• _DIRECTION_:
Determine how many lines of the records below contain the string "island", matching case exactly. Reply with the number alone.

• _INPUT RECORDS_:

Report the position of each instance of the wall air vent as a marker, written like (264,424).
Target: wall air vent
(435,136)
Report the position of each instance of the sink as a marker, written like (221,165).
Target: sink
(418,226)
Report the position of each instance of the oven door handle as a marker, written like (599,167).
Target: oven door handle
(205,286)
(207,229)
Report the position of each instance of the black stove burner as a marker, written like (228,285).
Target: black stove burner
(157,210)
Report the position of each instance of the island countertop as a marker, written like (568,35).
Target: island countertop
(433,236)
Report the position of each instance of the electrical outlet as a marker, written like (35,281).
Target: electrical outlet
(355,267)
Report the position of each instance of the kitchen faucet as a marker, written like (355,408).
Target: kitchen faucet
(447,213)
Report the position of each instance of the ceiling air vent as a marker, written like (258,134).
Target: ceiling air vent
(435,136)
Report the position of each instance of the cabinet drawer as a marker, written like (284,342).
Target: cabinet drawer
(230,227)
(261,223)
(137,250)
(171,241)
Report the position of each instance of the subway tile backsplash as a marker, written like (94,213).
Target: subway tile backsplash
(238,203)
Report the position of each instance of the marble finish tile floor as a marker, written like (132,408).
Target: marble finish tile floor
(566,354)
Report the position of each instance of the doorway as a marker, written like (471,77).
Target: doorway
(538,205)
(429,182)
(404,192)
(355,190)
--
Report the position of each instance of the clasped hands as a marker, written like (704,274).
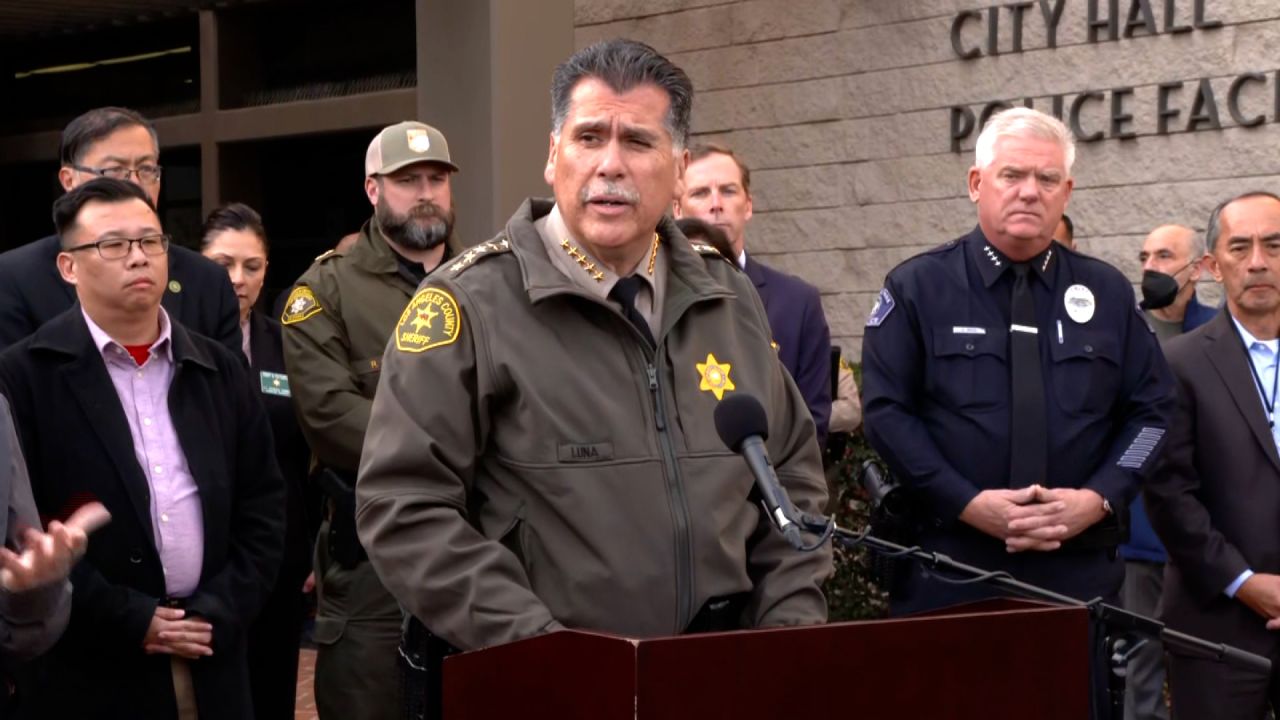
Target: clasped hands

• _EXERCISE RESULT_:
2